_GIVEN TASK_.
Return the lines of the data exactly, from the line that contains "Expected output, for every instance of the beaded headpiece" through the end of the data, including both ends.
========
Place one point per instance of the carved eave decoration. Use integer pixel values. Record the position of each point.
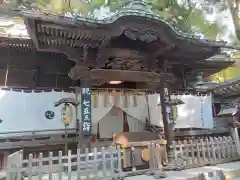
(134, 46)
(227, 89)
(131, 40)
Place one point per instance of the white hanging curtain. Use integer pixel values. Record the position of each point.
(155, 110)
(111, 122)
(196, 112)
(135, 125)
(139, 111)
(101, 109)
(26, 111)
(189, 115)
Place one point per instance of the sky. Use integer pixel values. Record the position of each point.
(224, 18)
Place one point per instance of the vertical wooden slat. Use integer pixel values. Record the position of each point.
(218, 149)
(159, 158)
(119, 155)
(213, 149)
(19, 174)
(180, 150)
(133, 159)
(78, 164)
(198, 151)
(69, 164)
(186, 151)
(104, 169)
(60, 165)
(150, 160)
(40, 163)
(175, 158)
(106, 98)
(87, 162)
(228, 153)
(30, 158)
(201, 176)
(203, 150)
(116, 96)
(126, 100)
(134, 96)
(95, 159)
(111, 168)
(220, 175)
(50, 167)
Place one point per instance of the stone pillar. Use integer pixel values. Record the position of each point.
(168, 131)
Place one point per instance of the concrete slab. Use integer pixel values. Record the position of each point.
(190, 173)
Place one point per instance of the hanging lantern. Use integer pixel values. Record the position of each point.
(67, 114)
(116, 96)
(126, 100)
(95, 100)
(134, 96)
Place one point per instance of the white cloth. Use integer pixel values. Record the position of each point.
(196, 112)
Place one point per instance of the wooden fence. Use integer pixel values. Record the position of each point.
(106, 163)
(201, 152)
(218, 175)
(96, 164)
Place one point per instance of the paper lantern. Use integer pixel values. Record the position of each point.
(67, 114)
(116, 96)
(106, 98)
(95, 100)
(126, 100)
(134, 96)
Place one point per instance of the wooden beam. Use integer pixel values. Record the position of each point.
(112, 75)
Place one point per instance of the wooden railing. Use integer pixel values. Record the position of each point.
(201, 152)
(102, 163)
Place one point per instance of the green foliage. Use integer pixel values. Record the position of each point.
(185, 16)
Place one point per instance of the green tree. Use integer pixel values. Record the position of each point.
(186, 15)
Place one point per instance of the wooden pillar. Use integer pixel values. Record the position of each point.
(78, 116)
(167, 126)
(235, 136)
(168, 131)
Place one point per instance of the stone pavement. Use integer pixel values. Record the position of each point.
(189, 173)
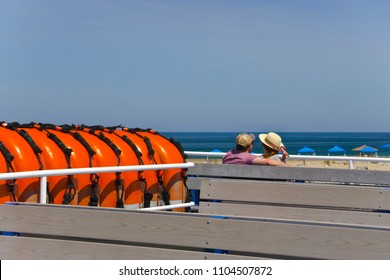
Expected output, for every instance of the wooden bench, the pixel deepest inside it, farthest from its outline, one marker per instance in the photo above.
(357, 201)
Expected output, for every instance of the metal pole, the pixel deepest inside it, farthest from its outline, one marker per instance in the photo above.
(43, 190)
(167, 207)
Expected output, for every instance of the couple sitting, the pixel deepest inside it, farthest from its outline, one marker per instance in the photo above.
(272, 145)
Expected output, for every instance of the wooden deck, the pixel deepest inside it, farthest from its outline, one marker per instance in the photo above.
(245, 212)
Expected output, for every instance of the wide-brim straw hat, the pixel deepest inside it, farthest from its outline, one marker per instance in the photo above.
(245, 139)
(272, 140)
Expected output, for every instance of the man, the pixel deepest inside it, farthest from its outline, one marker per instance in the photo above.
(242, 153)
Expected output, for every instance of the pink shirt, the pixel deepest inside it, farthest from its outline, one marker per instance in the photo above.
(236, 157)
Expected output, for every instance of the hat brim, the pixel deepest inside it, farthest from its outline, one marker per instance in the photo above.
(262, 140)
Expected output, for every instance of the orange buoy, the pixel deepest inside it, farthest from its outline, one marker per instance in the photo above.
(7, 187)
(33, 146)
(105, 156)
(154, 189)
(24, 159)
(77, 154)
(131, 196)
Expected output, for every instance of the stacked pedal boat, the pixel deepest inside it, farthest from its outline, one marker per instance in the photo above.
(37, 146)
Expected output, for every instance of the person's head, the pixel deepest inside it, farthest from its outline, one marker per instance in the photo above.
(272, 143)
(244, 142)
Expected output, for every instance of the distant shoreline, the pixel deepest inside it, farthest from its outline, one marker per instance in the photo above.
(358, 165)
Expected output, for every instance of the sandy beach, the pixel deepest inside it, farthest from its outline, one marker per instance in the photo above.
(359, 165)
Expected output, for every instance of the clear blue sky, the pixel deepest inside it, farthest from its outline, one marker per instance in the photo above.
(201, 65)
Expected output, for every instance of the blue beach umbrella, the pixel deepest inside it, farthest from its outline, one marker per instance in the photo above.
(336, 149)
(368, 149)
(306, 150)
(214, 151)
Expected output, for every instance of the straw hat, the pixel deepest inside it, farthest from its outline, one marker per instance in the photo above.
(271, 140)
(245, 139)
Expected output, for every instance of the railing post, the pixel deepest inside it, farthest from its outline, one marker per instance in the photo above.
(43, 190)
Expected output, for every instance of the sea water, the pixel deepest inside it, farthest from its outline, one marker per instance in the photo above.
(321, 142)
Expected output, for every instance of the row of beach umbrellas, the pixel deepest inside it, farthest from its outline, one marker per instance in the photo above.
(337, 149)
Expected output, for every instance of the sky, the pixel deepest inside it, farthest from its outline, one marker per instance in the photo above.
(200, 65)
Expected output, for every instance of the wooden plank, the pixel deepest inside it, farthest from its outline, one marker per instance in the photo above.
(297, 193)
(27, 248)
(261, 237)
(302, 240)
(170, 229)
(290, 173)
(296, 213)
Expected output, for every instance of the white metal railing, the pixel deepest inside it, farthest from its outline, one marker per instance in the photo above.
(349, 159)
(43, 174)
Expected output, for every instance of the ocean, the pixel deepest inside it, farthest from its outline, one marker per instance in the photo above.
(321, 142)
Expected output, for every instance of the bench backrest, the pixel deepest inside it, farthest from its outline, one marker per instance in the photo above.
(55, 232)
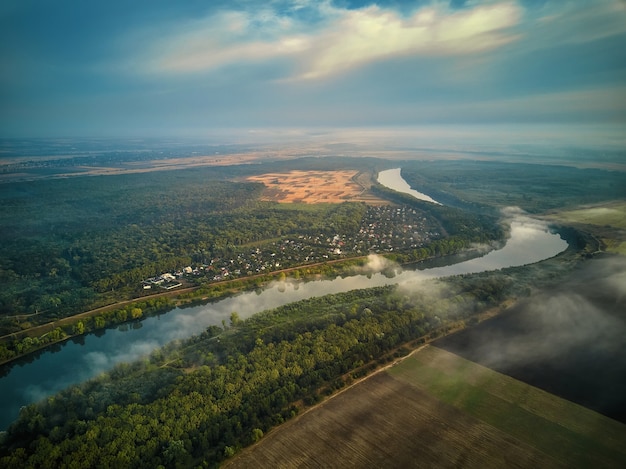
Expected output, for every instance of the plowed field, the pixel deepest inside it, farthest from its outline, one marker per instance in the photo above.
(313, 187)
(428, 412)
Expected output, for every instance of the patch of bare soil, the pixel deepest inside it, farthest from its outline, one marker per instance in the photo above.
(384, 422)
(314, 187)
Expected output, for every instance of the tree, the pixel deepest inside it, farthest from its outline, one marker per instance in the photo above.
(257, 434)
(234, 319)
(79, 328)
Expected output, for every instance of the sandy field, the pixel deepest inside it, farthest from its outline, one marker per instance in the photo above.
(313, 187)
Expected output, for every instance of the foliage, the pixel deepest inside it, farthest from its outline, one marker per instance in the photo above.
(198, 401)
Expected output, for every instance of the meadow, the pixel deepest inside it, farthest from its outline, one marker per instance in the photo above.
(435, 409)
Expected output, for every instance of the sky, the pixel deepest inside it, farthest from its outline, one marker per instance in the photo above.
(187, 68)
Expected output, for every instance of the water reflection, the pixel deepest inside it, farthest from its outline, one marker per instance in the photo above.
(49, 371)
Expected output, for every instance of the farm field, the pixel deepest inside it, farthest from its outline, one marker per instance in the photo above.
(314, 187)
(607, 221)
(435, 409)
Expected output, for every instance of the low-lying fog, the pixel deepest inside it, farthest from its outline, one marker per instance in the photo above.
(568, 340)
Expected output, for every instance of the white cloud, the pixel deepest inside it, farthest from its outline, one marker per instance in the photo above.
(345, 39)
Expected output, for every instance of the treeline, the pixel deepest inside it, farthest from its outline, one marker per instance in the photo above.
(464, 227)
(195, 403)
(69, 245)
(13, 348)
(480, 185)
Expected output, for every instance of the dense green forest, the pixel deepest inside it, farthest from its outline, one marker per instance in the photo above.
(69, 245)
(196, 402)
(68, 242)
(483, 185)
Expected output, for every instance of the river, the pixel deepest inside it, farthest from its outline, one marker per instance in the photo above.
(77, 360)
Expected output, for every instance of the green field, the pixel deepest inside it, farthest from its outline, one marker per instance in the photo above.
(608, 221)
(569, 433)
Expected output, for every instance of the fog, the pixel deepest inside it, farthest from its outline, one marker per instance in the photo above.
(568, 340)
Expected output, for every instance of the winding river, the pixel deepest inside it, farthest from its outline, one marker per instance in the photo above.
(42, 375)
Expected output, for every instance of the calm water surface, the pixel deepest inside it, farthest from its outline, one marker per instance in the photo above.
(75, 361)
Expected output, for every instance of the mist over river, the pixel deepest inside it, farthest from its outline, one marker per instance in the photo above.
(43, 374)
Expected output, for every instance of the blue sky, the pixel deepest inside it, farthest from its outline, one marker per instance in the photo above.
(185, 68)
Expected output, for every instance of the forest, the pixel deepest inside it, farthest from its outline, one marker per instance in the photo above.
(70, 245)
(73, 245)
(197, 402)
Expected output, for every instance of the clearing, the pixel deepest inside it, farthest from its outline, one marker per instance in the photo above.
(314, 187)
(435, 409)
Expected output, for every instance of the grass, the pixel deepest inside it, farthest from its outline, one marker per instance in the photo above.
(608, 220)
(570, 433)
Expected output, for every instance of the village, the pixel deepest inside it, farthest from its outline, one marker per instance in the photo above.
(384, 229)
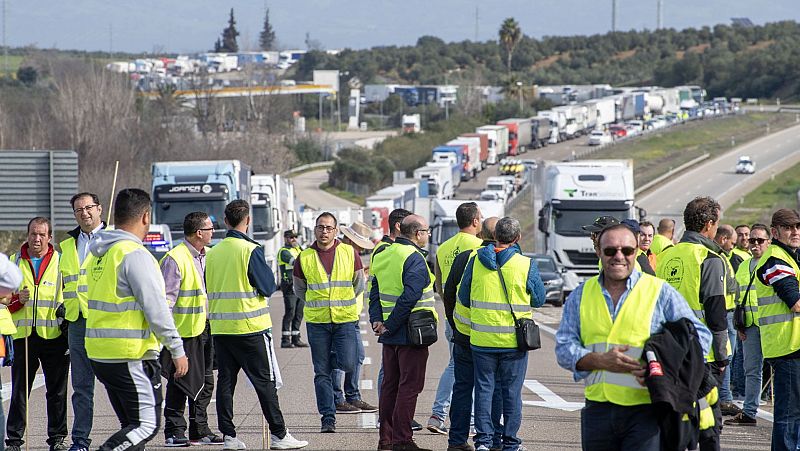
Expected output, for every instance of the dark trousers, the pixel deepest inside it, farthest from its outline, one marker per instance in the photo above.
(292, 313)
(250, 353)
(54, 359)
(175, 398)
(403, 381)
(134, 389)
(610, 427)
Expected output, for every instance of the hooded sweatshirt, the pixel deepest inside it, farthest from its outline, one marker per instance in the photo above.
(139, 276)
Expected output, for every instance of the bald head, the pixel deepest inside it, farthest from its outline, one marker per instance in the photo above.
(487, 231)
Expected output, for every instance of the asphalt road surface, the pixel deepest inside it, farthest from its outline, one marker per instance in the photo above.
(551, 412)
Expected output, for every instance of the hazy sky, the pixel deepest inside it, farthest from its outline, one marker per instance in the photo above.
(194, 25)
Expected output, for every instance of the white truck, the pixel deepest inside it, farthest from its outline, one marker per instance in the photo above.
(575, 194)
(436, 180)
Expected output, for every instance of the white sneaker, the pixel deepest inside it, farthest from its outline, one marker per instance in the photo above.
(287, 442)
(233, 443)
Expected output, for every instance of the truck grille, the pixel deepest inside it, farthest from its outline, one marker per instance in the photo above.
(578, 258)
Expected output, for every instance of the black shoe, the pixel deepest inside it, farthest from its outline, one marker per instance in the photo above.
(729, 409)
(328, 426)
(741, 420)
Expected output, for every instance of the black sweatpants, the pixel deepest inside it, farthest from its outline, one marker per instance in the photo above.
(53, 356)
(292, 312)
(250, 353)
(175, 398)
(134, 389)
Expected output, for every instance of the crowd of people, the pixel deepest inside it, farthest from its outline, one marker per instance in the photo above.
(664, 338)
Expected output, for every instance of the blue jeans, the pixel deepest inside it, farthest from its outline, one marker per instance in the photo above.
(738, 381)
(506, 369)
(350, 380)
(463, 385)
(725, 394)
(82, 383)
(325, 340)
(610, 427)
(445, 389)
(753, 364)
(786, 428)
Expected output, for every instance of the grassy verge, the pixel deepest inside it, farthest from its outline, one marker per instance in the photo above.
(657, 153)
(759, 204)
(346, 195)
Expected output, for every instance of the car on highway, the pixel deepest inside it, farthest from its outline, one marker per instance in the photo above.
(745, 165)
(551, 277)
(598, 138)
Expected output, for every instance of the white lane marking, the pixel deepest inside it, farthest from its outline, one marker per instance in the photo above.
(367, 420)
(550, 400)
(38, 382)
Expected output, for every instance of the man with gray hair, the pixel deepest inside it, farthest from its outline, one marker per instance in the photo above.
(490, 288)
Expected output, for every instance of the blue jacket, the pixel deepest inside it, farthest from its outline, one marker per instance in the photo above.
(491, 260)
(415, 279)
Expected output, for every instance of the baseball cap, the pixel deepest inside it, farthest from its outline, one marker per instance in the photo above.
(600, 224)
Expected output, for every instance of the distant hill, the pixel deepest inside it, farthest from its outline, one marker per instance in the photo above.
(731, 61)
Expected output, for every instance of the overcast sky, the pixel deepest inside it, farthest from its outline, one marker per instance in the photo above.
(182, 26)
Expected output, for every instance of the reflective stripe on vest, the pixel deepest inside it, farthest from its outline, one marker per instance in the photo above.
(330, 299)
(116, 328)
(779, 326)
(631, 327)
(45, 298)
(490, 315)
(388, 267)
(190, 305)
(234, 306)
(679, 265)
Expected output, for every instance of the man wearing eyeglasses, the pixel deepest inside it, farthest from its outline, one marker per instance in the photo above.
(759, 240)
(697, 268)
(778, 291)
(183, 268)
(601, 340)
(88, 214)
(329, 279)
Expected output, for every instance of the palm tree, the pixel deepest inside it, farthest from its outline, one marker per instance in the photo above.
(510, 34)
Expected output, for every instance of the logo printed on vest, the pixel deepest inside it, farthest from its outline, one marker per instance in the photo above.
(674, 272)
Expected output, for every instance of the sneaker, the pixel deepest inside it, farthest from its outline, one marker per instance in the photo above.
(287, 442)
(347, 408)
(741, 419)
(729, 409)
(208, 439)
(408, 446)
(436, 426)
(232, 443)
(176, 442)
(328, 426)
(365, 407)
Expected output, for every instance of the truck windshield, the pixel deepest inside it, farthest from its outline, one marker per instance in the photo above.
(172, 213)
(569, 222)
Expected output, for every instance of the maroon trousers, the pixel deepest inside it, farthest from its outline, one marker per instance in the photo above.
(403, 381)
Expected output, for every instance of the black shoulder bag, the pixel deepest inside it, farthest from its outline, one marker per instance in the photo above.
(526, 330)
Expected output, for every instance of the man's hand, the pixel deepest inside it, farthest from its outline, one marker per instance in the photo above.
(181, 366)
(24, 295)
(617, 361)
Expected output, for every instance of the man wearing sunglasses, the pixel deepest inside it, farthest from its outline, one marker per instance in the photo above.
(778, 290)
(696, 268)
(759, 238)
(601, 339)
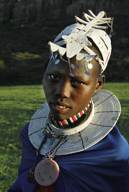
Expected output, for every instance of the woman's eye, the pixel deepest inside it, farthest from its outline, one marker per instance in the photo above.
(76, 83)
(53, 77)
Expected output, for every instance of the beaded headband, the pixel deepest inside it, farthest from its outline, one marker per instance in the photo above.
(76, 39)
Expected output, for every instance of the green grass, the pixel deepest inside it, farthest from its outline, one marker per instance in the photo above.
(17, 104)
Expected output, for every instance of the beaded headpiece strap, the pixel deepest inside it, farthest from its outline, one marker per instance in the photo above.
(76, 39)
========
_WRITTEN REPLY_.
Expected output, for every instance of the beaded headpiece strap, the pixel deepest inside it, farthest from its outline, one marker per instance in the photo above.
(76, 39)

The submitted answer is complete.